• [Angezeigter Text]:

Wenn jemand gesagt hat, dass ich mich als Frau/Mädchen so und so verhalten oder anziehen oder aussehen müsste, hab‘ ich versucht, mich dem anzupassen, auch wenn es mir sehr oft nicht gefallen hat.

Als mich Menschen ärgern wollten, indem sie mich gefragt haben, ob ich ein Junge oder ein Mädchen bin, hat mir das Angst gemacht, weil das ja schließlich keine Option war.

Inzwischen weiß ich, dass ich nicht in die Vorstellungen der Gesellschaft passen muss, nur weil mein Körper so aussieht wie er aussieht.

Mein Brüste machen mich nicht zu einer Frau, sondern zu einer Person mit Brüsten. Mehr nicht.

Meine lackierten Fingernägel machen mich nicht zu einer Frau, sondern einer Person, die gerne bunte Fingernägel mag.

Umgekehrt machen mich meine kurzen Haare aber auch nicht automatisch zu einem Mann, sondern zu einer Person, die sich mit kurzen Haaren lieber mag.

Traditionell männlich/weiblich gelesene Dinge zu mögen bedeutet auch nicht automatisch, dass ich männlich oder weiblich bin.

(Ich wünschte, ich könnte dem Vergangenheitstasha sagen, dass es sich deshalb nicht fertig machen muss.)

• [Bereitgestellte Daten]:
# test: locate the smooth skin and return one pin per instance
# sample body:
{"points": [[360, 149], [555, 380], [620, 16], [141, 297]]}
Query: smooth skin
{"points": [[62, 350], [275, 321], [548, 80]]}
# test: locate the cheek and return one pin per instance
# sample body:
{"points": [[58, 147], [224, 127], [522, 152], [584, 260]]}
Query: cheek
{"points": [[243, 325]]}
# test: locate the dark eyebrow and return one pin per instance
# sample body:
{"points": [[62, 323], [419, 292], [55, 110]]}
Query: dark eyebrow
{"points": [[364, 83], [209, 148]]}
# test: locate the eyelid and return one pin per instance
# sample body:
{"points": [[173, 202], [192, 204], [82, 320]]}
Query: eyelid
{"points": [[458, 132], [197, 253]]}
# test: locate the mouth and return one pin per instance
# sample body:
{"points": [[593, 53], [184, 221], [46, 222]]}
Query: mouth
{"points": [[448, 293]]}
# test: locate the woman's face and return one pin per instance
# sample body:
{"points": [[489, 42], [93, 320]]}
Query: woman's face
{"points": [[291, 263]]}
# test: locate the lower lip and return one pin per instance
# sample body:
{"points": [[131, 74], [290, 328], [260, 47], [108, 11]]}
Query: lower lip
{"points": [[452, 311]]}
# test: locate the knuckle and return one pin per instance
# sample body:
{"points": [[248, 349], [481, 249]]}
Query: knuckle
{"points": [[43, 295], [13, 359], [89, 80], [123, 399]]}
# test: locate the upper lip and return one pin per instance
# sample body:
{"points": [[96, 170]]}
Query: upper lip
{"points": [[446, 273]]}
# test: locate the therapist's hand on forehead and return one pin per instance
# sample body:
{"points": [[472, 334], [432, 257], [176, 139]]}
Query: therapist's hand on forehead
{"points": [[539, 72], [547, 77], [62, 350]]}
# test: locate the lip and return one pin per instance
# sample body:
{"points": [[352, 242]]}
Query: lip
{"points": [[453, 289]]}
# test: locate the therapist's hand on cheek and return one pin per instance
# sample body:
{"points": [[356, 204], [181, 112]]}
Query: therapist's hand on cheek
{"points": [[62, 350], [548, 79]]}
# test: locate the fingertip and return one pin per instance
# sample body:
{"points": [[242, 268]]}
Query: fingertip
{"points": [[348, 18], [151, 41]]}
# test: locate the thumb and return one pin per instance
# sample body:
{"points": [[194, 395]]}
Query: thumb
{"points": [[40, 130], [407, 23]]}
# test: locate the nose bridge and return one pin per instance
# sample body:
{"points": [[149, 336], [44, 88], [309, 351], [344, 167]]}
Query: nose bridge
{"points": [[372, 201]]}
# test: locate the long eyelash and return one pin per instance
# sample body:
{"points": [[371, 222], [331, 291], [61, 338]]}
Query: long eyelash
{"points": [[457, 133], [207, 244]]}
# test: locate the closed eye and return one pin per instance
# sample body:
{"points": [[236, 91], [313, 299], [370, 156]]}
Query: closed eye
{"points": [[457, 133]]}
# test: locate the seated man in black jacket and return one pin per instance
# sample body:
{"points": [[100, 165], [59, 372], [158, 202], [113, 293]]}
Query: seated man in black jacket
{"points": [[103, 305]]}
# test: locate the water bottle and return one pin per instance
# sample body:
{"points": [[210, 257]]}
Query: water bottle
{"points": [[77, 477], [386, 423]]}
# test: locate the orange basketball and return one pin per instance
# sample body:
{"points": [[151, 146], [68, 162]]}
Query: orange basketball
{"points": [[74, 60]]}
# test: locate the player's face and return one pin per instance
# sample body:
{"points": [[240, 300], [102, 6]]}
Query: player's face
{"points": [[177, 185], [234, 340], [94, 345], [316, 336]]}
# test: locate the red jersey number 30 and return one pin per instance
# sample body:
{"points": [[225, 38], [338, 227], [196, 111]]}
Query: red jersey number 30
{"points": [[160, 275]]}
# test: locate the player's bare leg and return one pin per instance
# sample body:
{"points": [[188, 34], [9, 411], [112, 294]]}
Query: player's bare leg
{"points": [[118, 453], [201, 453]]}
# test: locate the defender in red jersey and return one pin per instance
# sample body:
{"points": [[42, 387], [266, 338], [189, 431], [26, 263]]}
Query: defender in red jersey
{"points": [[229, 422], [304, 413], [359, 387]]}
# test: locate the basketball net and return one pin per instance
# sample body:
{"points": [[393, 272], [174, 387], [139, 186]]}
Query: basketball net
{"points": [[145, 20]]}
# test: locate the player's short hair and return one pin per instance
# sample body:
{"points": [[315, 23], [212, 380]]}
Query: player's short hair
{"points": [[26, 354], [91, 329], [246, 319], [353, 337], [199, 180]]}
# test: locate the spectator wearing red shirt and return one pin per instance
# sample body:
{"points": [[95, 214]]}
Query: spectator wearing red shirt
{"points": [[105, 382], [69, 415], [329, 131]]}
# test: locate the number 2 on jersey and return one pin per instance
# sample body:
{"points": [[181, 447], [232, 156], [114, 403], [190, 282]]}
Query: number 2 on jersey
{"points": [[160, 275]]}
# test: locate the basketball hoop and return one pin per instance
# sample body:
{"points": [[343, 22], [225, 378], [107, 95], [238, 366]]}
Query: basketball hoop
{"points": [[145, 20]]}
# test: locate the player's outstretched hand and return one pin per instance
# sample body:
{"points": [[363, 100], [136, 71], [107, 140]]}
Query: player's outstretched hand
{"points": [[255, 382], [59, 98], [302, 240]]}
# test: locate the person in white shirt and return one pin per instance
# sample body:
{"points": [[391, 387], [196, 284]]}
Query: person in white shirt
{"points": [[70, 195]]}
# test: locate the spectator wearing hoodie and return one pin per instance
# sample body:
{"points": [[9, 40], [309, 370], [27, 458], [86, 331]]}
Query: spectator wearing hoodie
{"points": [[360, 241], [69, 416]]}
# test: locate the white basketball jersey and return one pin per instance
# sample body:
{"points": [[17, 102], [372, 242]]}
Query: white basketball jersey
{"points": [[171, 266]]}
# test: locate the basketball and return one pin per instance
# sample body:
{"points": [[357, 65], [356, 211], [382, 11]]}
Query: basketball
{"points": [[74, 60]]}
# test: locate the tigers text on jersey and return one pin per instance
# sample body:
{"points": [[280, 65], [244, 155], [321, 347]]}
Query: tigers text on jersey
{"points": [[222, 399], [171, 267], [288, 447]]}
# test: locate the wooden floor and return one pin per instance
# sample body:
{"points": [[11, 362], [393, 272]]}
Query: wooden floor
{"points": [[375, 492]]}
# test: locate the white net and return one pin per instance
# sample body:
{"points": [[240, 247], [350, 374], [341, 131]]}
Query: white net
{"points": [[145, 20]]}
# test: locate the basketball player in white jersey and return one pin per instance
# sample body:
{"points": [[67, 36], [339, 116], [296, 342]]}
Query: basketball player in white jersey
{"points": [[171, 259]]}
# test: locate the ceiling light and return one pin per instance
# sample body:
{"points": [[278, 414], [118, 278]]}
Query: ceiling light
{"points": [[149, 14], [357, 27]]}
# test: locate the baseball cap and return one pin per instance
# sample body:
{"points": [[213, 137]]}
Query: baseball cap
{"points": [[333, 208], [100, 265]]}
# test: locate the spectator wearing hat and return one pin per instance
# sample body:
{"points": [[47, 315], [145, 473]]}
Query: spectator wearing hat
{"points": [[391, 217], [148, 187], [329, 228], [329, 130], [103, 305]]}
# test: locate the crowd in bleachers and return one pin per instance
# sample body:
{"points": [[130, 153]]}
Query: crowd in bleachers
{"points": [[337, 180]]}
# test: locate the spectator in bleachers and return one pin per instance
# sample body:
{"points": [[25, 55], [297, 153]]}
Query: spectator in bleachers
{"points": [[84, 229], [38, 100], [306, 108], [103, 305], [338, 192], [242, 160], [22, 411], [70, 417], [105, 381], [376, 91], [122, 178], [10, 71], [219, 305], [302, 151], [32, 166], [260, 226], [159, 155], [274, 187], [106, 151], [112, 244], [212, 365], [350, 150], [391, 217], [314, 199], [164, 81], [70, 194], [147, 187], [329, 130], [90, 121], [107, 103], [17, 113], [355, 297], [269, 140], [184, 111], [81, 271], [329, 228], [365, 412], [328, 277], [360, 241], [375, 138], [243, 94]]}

• [Aufgabe A]: Kopiere aus dem Text über Geschlechterrollen den Abschnitt von "Als mich Menschen" bis einschließlich "wie er aussieht." wortgetreu.
• [Aufgabe B]: Schreibe die Fortsetzung des Textes über Geschlechterrollen, beginnend nach seinem letzten Satz.
Die Datensätze sind eigenständiges Material, getrennt vom Text.

• [Ergebnis A]:
Als mich Menschen ärgern wollten, indem sie mich gefragt haben, ob ich ein Junge oder ein Mädchen bin, hat mir das Angst gemacht, weil das ja schließlich keine Option war.

Inzwischen weiß ich, dass ich nicht in die Vorstellungen der Gesellschaft passen muss, nur weil mein Körper so aussieht wie er aussieht.

• [Ergebnis B]:
 

Im Prinzip bin ich aktuell an einem Punkt, an dem ich mir ziemlich sicher bin, dass ich keine Frau bin, aber noch nicht weiß, was dann und ich habe gemerkt, dass ich mich auch nicht drängen muss, da ein Label zu finden, das für mich passt. Genderqueer/nonbinary ist aktuell das genauste, was ich über mich sagen kann, aber das ist okay. Für mich selbst brauche ich eigentlich auch keine Bezeichnung, weil mir persönlich Labels nicht so wichtig sind. Labels spielen für mich nur dann eine Rolle, wenn ich mich und meine Identität gegenüber anderen Menschen erklären möchte und soweit bin ich außerhalb meiner Twitter-Filterbubble sowieso noch nicht. Und auch sonst: Ich habe Zeit. (Zeit, die ich unter anderem dafür nutzen will, den internalisierten Cissexismus, den ich gegenüber anderen so gut ich kann vermeiden will, loszuwerden. Ich habe festgestellt, dass es mir leichter fällt, wenn es dabei nicht um mich geht.)

 

Und was ist jetzt mit Pronomen?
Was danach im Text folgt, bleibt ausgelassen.